▸ **HOW TO COMPLETE THIS TASK**: Omit every picture and output the rest of the records exactly as they are.

(Natural-language object grounding data)
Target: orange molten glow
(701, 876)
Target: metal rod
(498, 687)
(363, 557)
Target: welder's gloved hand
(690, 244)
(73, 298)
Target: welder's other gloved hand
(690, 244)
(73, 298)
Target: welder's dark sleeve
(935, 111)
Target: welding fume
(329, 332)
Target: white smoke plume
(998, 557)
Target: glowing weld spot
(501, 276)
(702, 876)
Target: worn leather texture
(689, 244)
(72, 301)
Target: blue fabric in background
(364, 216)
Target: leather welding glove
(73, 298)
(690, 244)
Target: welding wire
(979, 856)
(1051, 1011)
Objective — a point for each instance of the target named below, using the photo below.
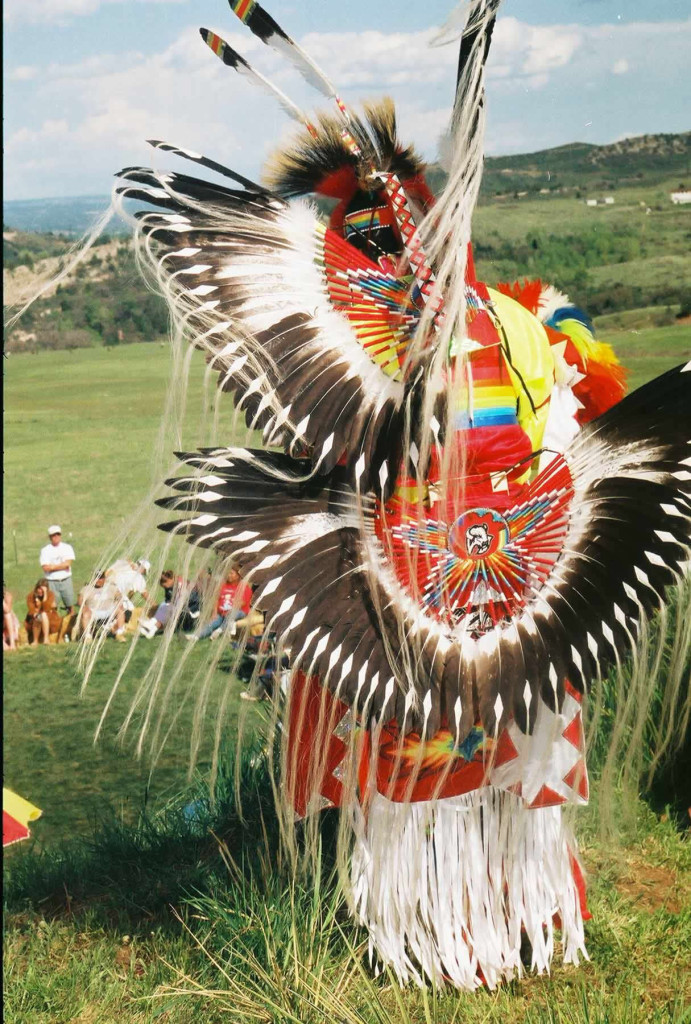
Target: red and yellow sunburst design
(486, 558)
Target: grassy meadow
(114, 916)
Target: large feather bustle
(327, 166)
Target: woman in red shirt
(233, 602)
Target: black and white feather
(326, 585)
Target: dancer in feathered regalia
(460, 524)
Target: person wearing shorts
(56, 558)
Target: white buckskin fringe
(445, 887)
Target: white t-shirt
(128, 581)
(53, 554)
(102, 601)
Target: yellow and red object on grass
(16, 813)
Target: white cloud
(520, 49)
(25, 73)
(94, 114)
(56, 11)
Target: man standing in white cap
(56, 559)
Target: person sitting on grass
(233, 603)
(10, 624)
(173, 591)
(101, 604)
(130, 579)
(42, 617)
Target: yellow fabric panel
(531, 356)
(18, 808)
(588, 346)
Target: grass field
(80, 450)
(91, 937)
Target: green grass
(50, 757)
(92, 934)
(649, 351)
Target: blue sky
(87, 81)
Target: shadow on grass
(129, 875)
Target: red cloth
(233, 595)
(12, 830)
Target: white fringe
(447, 888)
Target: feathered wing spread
(592, 545)
(426, 610)
(311, 338)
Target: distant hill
(577, 167)
(582, 168)
(627, 255)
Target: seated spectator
(233, 603)
(101, 604)
(42, 617)
(10, 624)
(173, 593)
(192, 608)
(130, 579)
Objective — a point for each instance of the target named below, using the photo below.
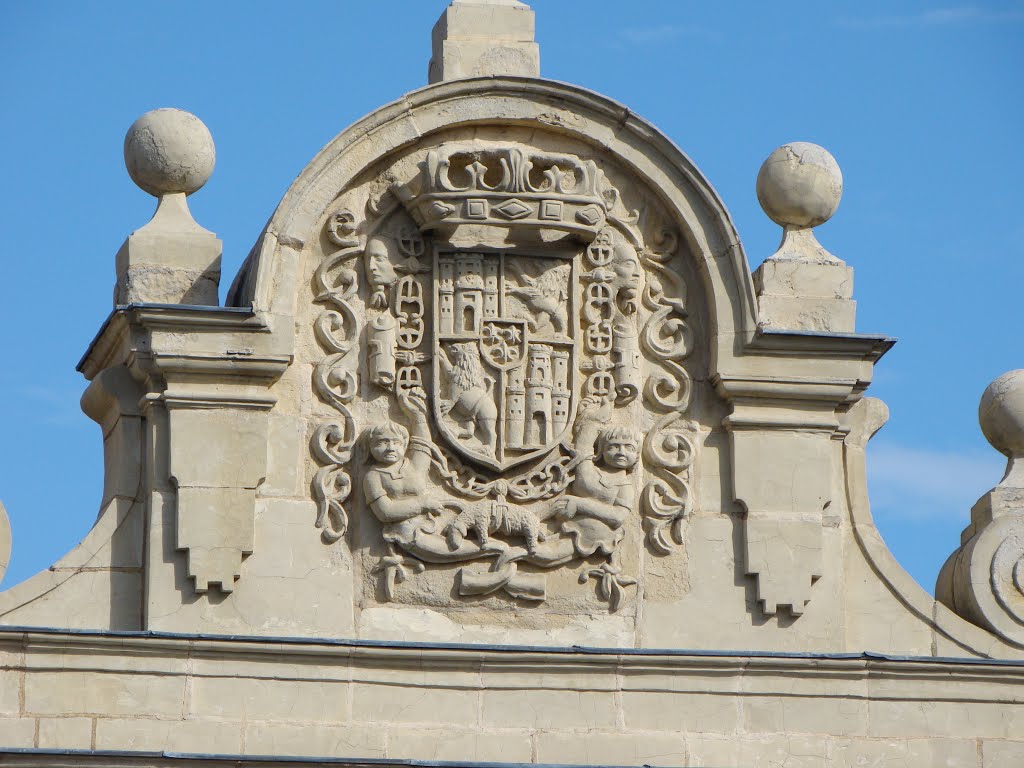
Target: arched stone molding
(785, 390)
(266, 280)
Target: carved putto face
(628, 276)
(387, 443)
(380, 268)
(620, 449)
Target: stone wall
(432, 702)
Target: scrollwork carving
(515, 371)
(669, 446)
(337, 330)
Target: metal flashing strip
(497, 648)
(114, 758)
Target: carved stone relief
(515, 331)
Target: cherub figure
(395, 486)
(603, 493)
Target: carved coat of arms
(505, 315)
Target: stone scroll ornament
(983, 581)
(336, 330)
(514, 371)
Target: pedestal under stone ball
(169, 151)
(800, 184)
(1001, 414)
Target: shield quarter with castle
(505, 348)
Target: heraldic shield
(504, 350)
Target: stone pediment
(499, 434)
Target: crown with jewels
(507, 186)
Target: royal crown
(506, 186)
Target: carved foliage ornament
(516, 371)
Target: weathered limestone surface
(353, 700)
(499, 453)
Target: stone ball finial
(800, 184)
(1001, 414)
(169, 151)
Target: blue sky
(921, 102)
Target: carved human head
(619, 448)
(380, 263)
(629, 276)
(387, 442)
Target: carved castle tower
(539, 386)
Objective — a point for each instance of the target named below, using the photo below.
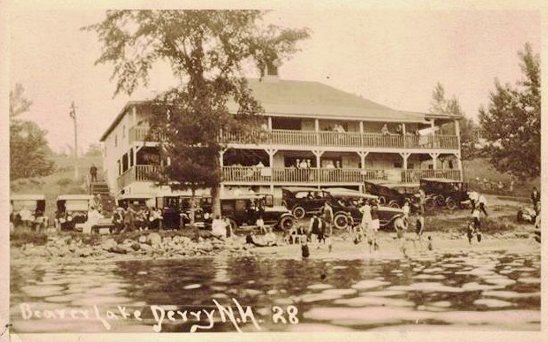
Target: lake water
(430, 290)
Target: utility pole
(73, 116)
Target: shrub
(22, 235)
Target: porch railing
(294, 175)
(325, 138)
(347, 139)
(137, 173)
(414, 176)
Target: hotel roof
(305, 99)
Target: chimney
(272, 71)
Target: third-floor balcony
(327, 139)
(347, 139)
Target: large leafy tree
(511, 121)
(29, 151)
(468, 129)
(209, 52)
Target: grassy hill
(480, 168)
(60, 182)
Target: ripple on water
(42, 291)
(369, 284)
(101, 300)
(510, 294)
(374, 301)
(529, 280)
(492, 303)
(319, 286)
(317, 297)
(340, 292)
(429, 276)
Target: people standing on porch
(373, 226)
(327, 217)
(535, 197)
(366, 216)
(422, 201)
(406, 210)
(482, 204)
(384, 130)
(93, 173)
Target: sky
(391, 57)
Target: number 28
(278, 314)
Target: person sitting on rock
(218, 228)
(118, 220)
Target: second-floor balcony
(250, 175)
(346, 139)
(327, 139)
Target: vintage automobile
(526, 215)
(71, 210)
(176, 210)
(346, 210)
(445, 192)
(136, 200)
(394, 195)
(243, 210)
(28, 210)
(303, 201)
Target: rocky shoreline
(152, 245)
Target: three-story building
(313, 135)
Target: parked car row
(242, 210)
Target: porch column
(459, 165)
(457, 133)
(318, 154)
(361, 134)
(271, 152)
(404, 156)
(434, 159)
(317, 129)
(362, 155)
(221, 154)
(134, 115)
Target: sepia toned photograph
(274, 170)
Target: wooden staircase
(107, 200)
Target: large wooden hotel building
(316, 136)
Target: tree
(511, 121)
(468, 129)
(94, 150)
(29, 148)
(208, 51)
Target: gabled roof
(306, 99)
(318, 100)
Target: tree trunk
(216, 205)
(192, 206)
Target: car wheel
(519, 217)
(394, 204)
(342, 221)
(299, 212)
(450, 203)
(233, 224)
(286, 223)
(440, 201)
(429, 204)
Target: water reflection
(491, 289)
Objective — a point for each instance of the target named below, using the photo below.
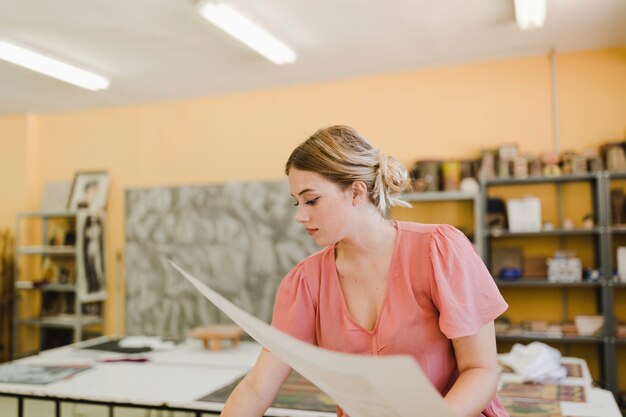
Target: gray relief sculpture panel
(239, 238)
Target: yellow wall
(440, 112)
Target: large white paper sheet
(364, 386)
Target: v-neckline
(390, 274)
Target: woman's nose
(301, 214)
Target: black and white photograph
(90, 190)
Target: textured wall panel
(239, 238)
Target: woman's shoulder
(426, 230)
(310, 268)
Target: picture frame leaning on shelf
(90, 190)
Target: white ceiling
(156, 50)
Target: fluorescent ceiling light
(245, 31)
(51, 67)
(530, 14)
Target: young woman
(379, 287)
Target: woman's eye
(312, 202)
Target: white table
(600, 403)
(170, 380)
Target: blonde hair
(342, 155)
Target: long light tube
(51, 67)
(530, 14)
(247, 32)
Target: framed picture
(90, 189)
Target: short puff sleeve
(294, 308)
(462, 288)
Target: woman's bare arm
(477, 361)
(254, 394)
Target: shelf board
(616, 175)
(556, 233)
(559, 339)
(65, 322)
(434, 196)
(34, 285)
(524, 282)
(617, 229)
(48, 214)
(46, 250)
(541, 179)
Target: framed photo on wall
(90, 189)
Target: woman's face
(322, 207)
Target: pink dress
(438, 289)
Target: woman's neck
(372, 235)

▸ **ANSWER BELOW**:
Target: orange molten glow
(701, 876)
Target: metal rod
(498, 687)
(363, 557)
Target: welder's gloved hand
(690, 244)
(73, 298)
Target: welder's other gloved hand
(690, 244)
(73, 298)
Target: welder's dark sleeve
(935, 111)
Target: welding fume
(329, 332)
Target: white smoke plume
(998, 557)
Target: glowing weld spot
(501, 276)
(702, 876)
Target: worn leather texture
(689, 244)
(72, 301)
Target: blue fabric in background
(364, 216)
Target: leather welding glove
(73, 298)
(690, 244)
Target: welding wire
(979, 856)
(1051, 1011)
Objective — a point for each instance of the target named below, using the photo below.
Target: red and yellow sunburst design
(486, 558)
Target: grassy meadow
(114, 916)
Target: large feather bustle
(327, 166)
Target: woman in red shirt
(233, 602)
Target: black and white feather
(326, 585)
Target: dancer in feathered regalia
(460, 524)
Target: person wearing shorts
(56, 558)
Target: white buckskin fringe
(445, 887)
Target: white t-shirt
(128, 581)
(53, 554)
(102, 601)
Target: yellow and red object on grass
(16, 813)
Target: white cloud
(520, 49)
(25, 73)
(94, 114)
(56, 11)
Target: man standing in white cap
(56, 559)
Target: person sitting on grass
(233, 603)
(10, 624)
(173, 591)
(101, 604)
(130, 579)
(42, 617)
Target: yellow fabric panel
(531, 356)
(18, 808)
(588, 346)
Target: grass field
(80, 450)
(91, 937)
Target: green grass
(50, 757)
(92, 934)
(649, 351)
Target: blue sky
(87, 81)
Target: shadow on grass
(129, 875)
Target: red cloth
(233, 595)
(12, 830)
Target: white fringe
(447, 888)
Target: feathered wing spread
(592, 545)
(426, 610)
(311, 338)
Target: distant hill
(577, 167)
(582, 168)
(627, 255)
Target: seated spectator
(233, 603)
(101, 604)
(42, 617)
(10, 624)
(173, 593)
(192, 608)
(130, 579)
Objective — a point for each instance of the target named below, using the photo below.
Target: arched stone molding
(785, 390)
(266, 280)
Target: carved putto face
(628, 276)
(387, 443)
(380, 268)
(620, 449)
Target: stone wall
(432, 702)
Target: scrollwork carving
(515, 371)
(669, 446)
(337, 330)
Target: metal flashing strip
(497, 648)
(114, 758)
Target: carved stone relief
(515, 331)
Target: cherub figure
(395, 486)
(603, 493)
Target: carved coat of arms
(505, 315)
Target: stone scroll ornament
(983, 581)
(336, 330)
(514, 371)
Target: pedestal under stone ball
(169, 151)
(800, 184)
(1001, 414)
Target: shield quarter with castle
(505, 348)
Target: heraldic shield
(504, 350)
Target: stone pediment
(499, 434)
Target: crown with jewels
(507, 186)
Target: royal crown
(506, 186)
Target: carved foliage ornament
(516, 371)
Target: weathered limestone surface
(353, 700)
(499, 453)
Target: stone ball finial
(800, 184)
(1001, 414)
(169, 151)
Target: blue sky
(921, 102)
Target: carved human head
(619, 448)
(380, 263)
(629, 276)
(387, 442)
Target: carved castle tower
(539, 386)
Objective — a point for each instance of the target named below, using the photo below.
Target: lake water
(430, 290)
Target: utility pole
(73, 116)
Target: shrub
(22, 235)
Target: porch railing
(294, 175)
(325, 138)
(347, 139)
(137, 173)
(414, 176)
Target: hotel roof
(305, 99)
Target: chimney
(272, 71)
Target: third-floor balcony
(327, 139)
(347, 139)
Target: large leafy tree
(511, 121)
(29, 151)
(468, 129)
(209, 52)
Target: grassy hill
(480, 168)
(60, 182)
Target: ripple on water
(42, 291)
(369, 284)
(101, 300)
(510, 294)
(374, 301)
(529, 280)
(492, 303)
(319, 286)
(317, 297)
(340, 292)
(429, 276)
Target: people standing on porch
(373, 226)
(327, 217)
(535, 197)
(366, 216)
(422, 201)
(406, 210)
(482, 204)
(384, 130)
(93, 173)
Target: sky
(391, 57)
Target: number 28
(278, 314)
Target: person sitting on rock
(218, 228)
(118, 220)
Target: second-floor balcony
(250, 175)
(346, 139)
(327, 139)
Target: vintage automobile
(526, 215)
(71, 210)
(176, 210)
(346, 210)
(445, 192)
(136, 200)
(394, 195)
(243, 210)
(28, 210)
(303, 201)
Target: rocky shoreline
(152, 245)
Target: three-story building
(313, 135)
Target: parked car row
(242, 210)
Target: porch column
(459, 165)
(457, 133)
(318, 154)
(361, 134)
(271, 152)
(404, 156)
(434, 159)
(317, 129)
(362, 155)
(221, 154)
(134, 115)
Target: sepia toned photograph
(274, 170)
Target: wooden staircase
(107, 200)
Target: large wooden hotel building
(316, 136)
Target: tree
(511, 121)
(468, 129)
(94, 150)
(29, 148)
(208, 51)
Target: gabled roof
(306, 99)
(318, 100)
Target: tree trunk
(216, 205)
(192, 206)
Target: car wheel
(519, 217)
(394, 204)
(342, 221)
(299, 212)
(450, 203)
(233, 224)
(286, 223)
(440, 201)
(429, 204)
Target: water reflection
(491, 289)
Objective — a point for each instance of the target named below, using the photo below.
Target: gray relief sculpture panel
(239, 238)
Target: yellow wall
(440, 112)
Target: large white paper sheet
(364, 386)
Target: v-neckline
(390, 274)
Target: woman's nose
(301, 214)
Target: black and white photograph
(90, 190)
Target: textured wall panel
(239, 238)
Target: woman's shoulder
(426, 230)
(310, 268)
Target: picture frame leaning on shelf
(90, 190)
Target: white ceiling
(156, 50)
Target: fluorescent ceiling light
(245, 31)
(51, 67)
(530, 14)
Target: young woman
(379, 287)
Target: woman's eye
(312, 202)
Target: white table
(600, 403)
(170, 380)
Target: blonde hair
(342, 155)
Target: long light tube
(51, 67)
(530, 14)
(247, 32)
Target: framed picture
(90, 189)
Target: short puff sleeve
(294, 308)
(462, 288)
Target: woman's bare arm
(477, 361)
(254, 394)
Target: shelf board
(616, 175)
(556, 233)
(559, 339)
(65, 322)
(434, 196)
(34, 285)
(524, 282)
(617, 229)
(48, 214)
(46, 250)
(541, 179)
Target: framed photo on wall
(90, 189)
Target: woman's face
(322, 207)
Target: pink dress
(438, 289)
Target: woman's neck
(372, 235)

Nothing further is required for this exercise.